# [Document passage]
____

NumPy
NOTE: The page is currently updated.
References:
Motivation
A matrix represents a set of values. Matrices are used in solving a system of equations, representing graphs, etc. The more concisely and clearly we represent matrices in scripts, the less time is required for debugging.
Assume X
and Y
represent matrices and vec
is a 1-D array.
np.add(X,Y) # Add
np.substract(X,Y) # Substract
np.divide(X,Y) # Divide
# Multiply, all same
X @ Y # recommended
np.multiply(X,Y)
np.matmul(X, Y)
np.dot(X, Y)
X.dot(Y)
Matrix operations
X.flatten() # Flatten
np.sqrt(X) # Square root all elements
np.sum(X) # Sum all elements
np.sum(X,axis=0) # Row-wise sum
np.sum(X,axis=1) # Column-wise sum
np.amax(X) # Single max value
np.amax(X, axis=0) # Get max in each column
np.amax(X, axis=1) # Get max in each row
np.mean(X) # Mean
np.std(X) # Standard deviation
np.var(X) # Variance
np.trace(X) # Sum of the elements on the diagonal
np.linalg.matrix_rank(X) # Rank of the matrix
np.linalg.det(X) # Determinant of the matrix
Slicing
1D slicing
vec = list(range(10)) # [0, ..., 9]
vec[4:8] # [4, 5, 6, 7]
vec[-5:-2] # 5th last to 2nd last => [5, 6, 7]
# Get every Nth index value
vec[::2] # [0, 2, 4, 6, 8]
vec[::5] # [0, 5]
# Inverse
vec[::-1] # Temp inverse [9, 8, ... 1, 0]
vec.reverse() # Permanent inverse
Boolean indexing
cols = X[0, :] > 1 # select col(s) where first row > 1
# => [False True True]
X[:, cols]
# => [[2 3]
# [5 6]
# [8 9]]
From the second element, : Recall x:y where y doesn’t include it
2D slicing
X = vec.reshape((3, 3))

____

# [Dataset rows]
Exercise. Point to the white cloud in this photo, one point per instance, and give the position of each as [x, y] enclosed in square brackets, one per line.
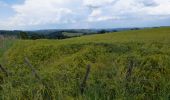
[42, 12]
[2, 4]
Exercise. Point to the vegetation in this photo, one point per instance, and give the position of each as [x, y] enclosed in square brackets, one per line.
[124, 65]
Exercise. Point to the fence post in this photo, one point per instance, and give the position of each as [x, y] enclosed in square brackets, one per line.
[83, 84]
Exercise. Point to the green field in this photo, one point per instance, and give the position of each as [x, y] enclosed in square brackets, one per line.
[130, 65]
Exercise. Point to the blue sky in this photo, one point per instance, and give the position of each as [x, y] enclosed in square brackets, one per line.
[66, 14]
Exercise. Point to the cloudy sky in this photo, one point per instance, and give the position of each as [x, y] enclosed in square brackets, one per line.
[50, 14]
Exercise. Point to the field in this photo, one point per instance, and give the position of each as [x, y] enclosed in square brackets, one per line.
[130, 65]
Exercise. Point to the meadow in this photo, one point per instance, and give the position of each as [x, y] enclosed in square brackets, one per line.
[128, 65]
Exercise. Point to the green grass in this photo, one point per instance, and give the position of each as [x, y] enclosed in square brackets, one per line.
[5, 44]
[124, 65]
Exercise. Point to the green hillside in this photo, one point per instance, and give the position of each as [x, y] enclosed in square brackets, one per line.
[126, 65]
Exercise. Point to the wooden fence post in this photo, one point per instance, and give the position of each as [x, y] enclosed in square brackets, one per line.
[83, 84]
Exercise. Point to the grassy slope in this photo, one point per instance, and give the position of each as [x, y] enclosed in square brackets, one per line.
[125, 65]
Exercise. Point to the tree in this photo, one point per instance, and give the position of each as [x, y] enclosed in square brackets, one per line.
[23, 35]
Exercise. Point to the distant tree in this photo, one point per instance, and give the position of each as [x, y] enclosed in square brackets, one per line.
[23, 35]
[102, 32]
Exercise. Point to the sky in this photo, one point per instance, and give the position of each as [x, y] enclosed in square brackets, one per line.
[82, 14]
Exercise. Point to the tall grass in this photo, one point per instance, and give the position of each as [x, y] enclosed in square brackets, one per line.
[125, 65]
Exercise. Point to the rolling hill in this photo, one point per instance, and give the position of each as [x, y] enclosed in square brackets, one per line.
[131, 65]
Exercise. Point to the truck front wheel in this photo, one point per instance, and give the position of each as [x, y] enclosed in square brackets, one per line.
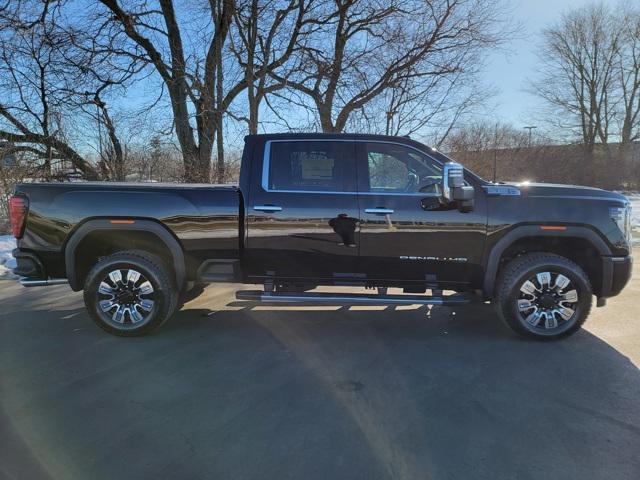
[543, 296]
[130, 293]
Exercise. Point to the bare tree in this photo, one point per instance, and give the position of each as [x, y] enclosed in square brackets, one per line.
[193, 81]
[33, 70]
[266, 36]
[579, 72]
[364, 49]
[628, 64]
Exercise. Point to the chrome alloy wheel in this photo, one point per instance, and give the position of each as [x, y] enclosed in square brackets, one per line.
[547, 300]
[126, 297]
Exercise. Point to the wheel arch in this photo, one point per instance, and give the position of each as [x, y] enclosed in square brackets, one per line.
[168, 245]
[552, 241]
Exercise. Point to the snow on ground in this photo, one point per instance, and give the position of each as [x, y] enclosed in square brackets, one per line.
[7, 243]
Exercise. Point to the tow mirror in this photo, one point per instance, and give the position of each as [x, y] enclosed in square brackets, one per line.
[454, 189]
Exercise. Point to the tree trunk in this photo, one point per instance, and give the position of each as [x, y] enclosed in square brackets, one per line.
[220, 150]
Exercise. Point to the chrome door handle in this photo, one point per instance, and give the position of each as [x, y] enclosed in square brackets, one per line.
[267, 208]
[379, 211]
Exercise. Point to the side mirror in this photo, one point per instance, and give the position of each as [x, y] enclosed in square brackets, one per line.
[454, 189]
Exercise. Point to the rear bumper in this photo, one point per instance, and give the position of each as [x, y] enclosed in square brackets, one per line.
[616, 272]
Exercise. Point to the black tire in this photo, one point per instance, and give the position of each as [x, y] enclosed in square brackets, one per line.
[521, 310]
[130, 299]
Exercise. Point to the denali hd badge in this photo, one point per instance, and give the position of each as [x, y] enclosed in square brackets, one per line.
[434, 259]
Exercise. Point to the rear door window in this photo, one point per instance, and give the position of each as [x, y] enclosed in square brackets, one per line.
[316, 166]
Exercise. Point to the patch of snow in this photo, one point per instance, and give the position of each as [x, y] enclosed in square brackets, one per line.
[7, 262]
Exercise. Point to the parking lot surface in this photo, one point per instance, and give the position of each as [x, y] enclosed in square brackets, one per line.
[243, 391]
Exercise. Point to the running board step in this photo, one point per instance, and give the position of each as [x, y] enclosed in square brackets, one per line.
[350, 299]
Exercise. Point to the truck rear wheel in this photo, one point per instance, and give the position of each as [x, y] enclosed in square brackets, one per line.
[543, 296]
[130, 293]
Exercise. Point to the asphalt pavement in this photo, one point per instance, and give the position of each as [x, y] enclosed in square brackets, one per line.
[228, 390]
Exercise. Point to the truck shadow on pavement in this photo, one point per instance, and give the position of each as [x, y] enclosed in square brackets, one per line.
[251, 391]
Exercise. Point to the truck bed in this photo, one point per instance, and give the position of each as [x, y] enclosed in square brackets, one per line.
[204, 218]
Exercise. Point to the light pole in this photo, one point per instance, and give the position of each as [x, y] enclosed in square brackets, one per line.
[530, 128]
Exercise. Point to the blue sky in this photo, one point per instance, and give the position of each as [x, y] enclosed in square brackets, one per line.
[510, 71]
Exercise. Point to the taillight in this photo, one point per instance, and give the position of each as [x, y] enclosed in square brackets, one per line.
[18, 207]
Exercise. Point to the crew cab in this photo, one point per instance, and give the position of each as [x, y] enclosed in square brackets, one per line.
[329, 209]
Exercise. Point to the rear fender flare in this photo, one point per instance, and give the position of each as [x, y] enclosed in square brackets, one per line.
[149, 226]
[492, 258]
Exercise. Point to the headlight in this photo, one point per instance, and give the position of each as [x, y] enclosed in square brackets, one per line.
[622, 217]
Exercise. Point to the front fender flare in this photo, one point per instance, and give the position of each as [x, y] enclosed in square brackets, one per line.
[172, 244]
[492, 257]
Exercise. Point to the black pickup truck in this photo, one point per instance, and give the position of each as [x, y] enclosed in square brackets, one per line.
[313, 209]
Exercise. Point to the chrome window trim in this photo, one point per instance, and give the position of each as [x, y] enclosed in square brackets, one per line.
[266, 158]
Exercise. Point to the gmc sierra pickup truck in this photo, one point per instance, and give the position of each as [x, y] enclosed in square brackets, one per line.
[317, 209]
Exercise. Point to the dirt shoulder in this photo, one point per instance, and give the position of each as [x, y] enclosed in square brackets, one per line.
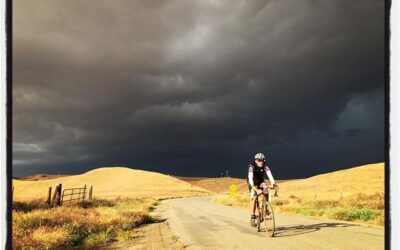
[152, 236]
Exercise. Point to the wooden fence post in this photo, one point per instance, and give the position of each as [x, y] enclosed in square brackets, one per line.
[84, 193]
[53, 200]
[91, 193]
[49, 197]
[59, 201]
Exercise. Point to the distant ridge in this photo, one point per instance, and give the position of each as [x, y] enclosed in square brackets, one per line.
[111, 182]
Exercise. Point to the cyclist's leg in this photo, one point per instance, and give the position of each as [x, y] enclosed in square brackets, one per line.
[252, 206]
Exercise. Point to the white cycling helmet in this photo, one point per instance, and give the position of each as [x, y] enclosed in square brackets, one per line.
[259, 156]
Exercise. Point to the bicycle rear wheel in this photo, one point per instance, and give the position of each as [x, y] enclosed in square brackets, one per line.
[269, 219]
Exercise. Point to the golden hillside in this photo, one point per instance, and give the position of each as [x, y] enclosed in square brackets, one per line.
[111, 182]
[367, 179]
[216, 184]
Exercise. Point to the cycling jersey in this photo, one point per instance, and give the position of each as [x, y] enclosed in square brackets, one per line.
[256, 175]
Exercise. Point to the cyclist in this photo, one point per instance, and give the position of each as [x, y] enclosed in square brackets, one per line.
[255, 180]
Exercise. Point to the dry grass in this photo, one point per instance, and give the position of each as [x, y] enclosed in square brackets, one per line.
[218, 185]
[36, 226]
[355, 194]
[112, 182]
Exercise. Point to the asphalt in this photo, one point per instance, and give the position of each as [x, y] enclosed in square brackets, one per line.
[199, 223]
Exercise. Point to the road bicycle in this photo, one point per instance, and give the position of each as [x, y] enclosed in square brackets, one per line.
[265, 211]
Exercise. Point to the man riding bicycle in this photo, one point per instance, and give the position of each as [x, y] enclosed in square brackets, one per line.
[255, 180]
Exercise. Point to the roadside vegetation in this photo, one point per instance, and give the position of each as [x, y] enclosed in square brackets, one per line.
[367, 208]
[93, 223]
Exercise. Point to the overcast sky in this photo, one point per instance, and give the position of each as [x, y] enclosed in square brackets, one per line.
[197, 87]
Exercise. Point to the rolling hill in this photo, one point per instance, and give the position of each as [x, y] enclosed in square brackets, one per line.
[111, 182]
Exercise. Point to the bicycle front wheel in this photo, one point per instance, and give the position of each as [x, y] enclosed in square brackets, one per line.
[269, 219]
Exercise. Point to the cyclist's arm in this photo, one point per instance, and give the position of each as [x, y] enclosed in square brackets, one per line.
[250, 176]
[270, 177]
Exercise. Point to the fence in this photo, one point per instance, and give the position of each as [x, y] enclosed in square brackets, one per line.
[68, 196]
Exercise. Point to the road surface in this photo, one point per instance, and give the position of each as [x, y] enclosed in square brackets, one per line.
[200, 224]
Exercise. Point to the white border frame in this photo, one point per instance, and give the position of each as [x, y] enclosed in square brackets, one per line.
[394, 123]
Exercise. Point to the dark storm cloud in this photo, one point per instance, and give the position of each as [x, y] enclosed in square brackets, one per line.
[197, 87]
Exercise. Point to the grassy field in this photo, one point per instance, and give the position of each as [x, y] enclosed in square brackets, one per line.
[355, 194]
[36, 226]
[122, 199]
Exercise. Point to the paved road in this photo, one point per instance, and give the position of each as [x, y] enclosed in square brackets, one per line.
[201, 224]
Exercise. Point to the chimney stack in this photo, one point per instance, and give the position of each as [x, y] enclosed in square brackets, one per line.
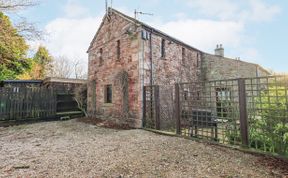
[219, 51]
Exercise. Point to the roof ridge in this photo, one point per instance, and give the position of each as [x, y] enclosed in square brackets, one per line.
[152, 28]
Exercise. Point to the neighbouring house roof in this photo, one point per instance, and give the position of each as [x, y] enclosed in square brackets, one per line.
[158, 32]
[45, 81]
[143, 25]
[22, 81]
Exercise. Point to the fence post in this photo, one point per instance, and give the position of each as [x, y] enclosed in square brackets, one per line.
[243, 112]
[144, 107]
[157, 107]
[177, 110]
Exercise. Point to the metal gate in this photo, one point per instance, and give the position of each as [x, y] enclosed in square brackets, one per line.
[252, 112]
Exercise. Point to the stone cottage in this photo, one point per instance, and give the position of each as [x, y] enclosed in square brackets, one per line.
[126, 55]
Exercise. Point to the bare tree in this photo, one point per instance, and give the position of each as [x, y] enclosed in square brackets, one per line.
[27, 29]
[64, 67]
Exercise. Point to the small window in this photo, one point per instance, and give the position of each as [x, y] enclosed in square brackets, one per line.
[185, 95]
[118, 50]
[163, 48]
[100, 56]
[183, 55]
[108, 94]
[198, 95]
[198, 60]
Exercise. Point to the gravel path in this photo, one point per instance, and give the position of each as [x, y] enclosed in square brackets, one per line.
[76, 149]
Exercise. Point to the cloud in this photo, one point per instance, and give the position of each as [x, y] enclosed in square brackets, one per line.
[205, 34]
[73, 9]
[261, 11]
[246, 10]
[71, 37]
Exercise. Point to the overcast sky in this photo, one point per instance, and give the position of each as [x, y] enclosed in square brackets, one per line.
[254, 30]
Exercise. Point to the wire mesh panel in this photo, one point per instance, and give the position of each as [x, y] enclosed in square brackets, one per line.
[210, 110]
[267, 100]
[166, 108]
[252, 112]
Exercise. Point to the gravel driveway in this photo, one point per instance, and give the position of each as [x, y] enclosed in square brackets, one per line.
[76, 149]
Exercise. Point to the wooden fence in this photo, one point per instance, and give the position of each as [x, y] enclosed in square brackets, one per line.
[24, 103]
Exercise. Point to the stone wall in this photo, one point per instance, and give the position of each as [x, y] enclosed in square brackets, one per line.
[173, 67]
[113, 29]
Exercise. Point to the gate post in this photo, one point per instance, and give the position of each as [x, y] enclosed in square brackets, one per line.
[157, 107]
[144, 107]
[177, 110]
[243, 112]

____

# [Required actions]
(1) Answer these questions from the NumPy page:
(a) What does np.trace(X) return?
(b) What result is listed for vec[4:8]?
(c) Which way of multiplying X and Y is marked as recommended?
(2) Summarize the NumPy page in two sentences.
(3) Carry on with the NumPy page from its last line.
The material above has no connection to the NumPy page.

# [Answers in order]
(1)
(a) The sum of the elements on the diagonal.
(b) [4, 5, 6, 7]
(c) X @ Y

(2) The page says matrices represent a set of values and are used in solving systems of equations and representing graphs, and that representing them concisely and clearly in scripts cuts debugging time. It then lists NumPy commands for adding, subtracting, dividing and multiplying matrices; for operations such as sum, maximum, mean, standard deviation, trace, rank and determinant; and for 1D slicing and Boolean indexing.

(3)
X[1, :] # get second row
X[:, -1] # get last col
X[0:2, :] # get first two rows
X[[0, 2], :] # get first and third rows
X[:, 0:2] # get first two columns
X[:, [0, 2]] # get first and third columns
X[0:2, 0:2] # get submatrix of first two rows/columns
X[X > 5] # get elements greater than 5
# Advanced
X[:, ::-1] # reverse cols for each row
# => [[3 2 1]
# [6 5 4]
# [9 8 7]]
X[1:, ::-1] # same as above but skip first row
# => [[6 5 4]
# [9 8 7]]
[1]:
import numpy as np
import pandas as pd
[3]:
arr = np.array([[1, 2, 3, 4, 5],
[6, 7, 8, 9, 10]])
df = pd.DataFrame(arr)
print("Origin array:")
display(df)
print("[0:1, 1:4] ->")
display(df.iloc[0:1, 1:4])
print("[:1, 1:4] ->")
display(df.iloc[:1, 1:4])
print("[0:2, 2] ->")
display(df.iloc[0:2, 2].to_frame())
print("[0:2, 1:4] ->")
display(df.iloc[0:2, 1:4])
Origin array:
1 2 3 4 5
6 7 8 9 10
[0:1, 1:4] ->
2 3 4
[:1, 1:4] ->
2 3 4
[0:2, 2] ->
3
8
[0:2, 1:4] ->
2 3 4
7 8 9
Add new dimension
none
is used to insert a new axis or dimension.
[4]:
arr = np.arange(10)
assert arr.shape == (10,)
# Add two new axes using [:, None, None]
reshaped = arr[:, None, None]
assert reshaped.shape == (10, 1, 1)
[5]:
arr2 = arr.reshape(2, 5)
assert arr2.shape == (2, 5)
# Add two new axes after the first axis ("row")
assert arr2[:, None, None].shape == (2, 1, 1, 5)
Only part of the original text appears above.